:: Given entries

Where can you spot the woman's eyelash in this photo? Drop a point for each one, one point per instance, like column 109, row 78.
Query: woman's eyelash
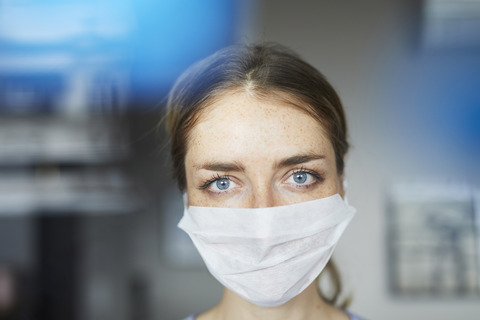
column 318, row 176
column 208, row 182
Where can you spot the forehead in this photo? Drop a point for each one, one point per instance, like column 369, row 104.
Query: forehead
column 241, row 127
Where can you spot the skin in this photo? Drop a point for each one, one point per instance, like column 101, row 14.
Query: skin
column 258, row 147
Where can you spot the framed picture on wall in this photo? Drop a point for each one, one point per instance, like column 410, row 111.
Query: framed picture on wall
column 433, row 239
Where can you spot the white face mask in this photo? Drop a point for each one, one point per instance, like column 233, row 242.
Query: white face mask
column 268, row 255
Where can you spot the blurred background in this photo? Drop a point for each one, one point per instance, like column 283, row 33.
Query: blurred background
column 88, row 210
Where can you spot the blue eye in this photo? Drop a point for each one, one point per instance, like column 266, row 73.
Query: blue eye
column 222, row 184
column 300, row 177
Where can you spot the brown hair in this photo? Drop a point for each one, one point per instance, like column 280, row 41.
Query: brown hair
column 267, row 71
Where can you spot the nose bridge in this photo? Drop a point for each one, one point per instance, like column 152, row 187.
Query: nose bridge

::::

## Exercise
If a line of the data holds the string "nose", list it.

## Expected answer
Where can you spot the nose bridge in this photo? Drop a point for each one, one point per instance, like column 152, row 187.
Query: nose bridge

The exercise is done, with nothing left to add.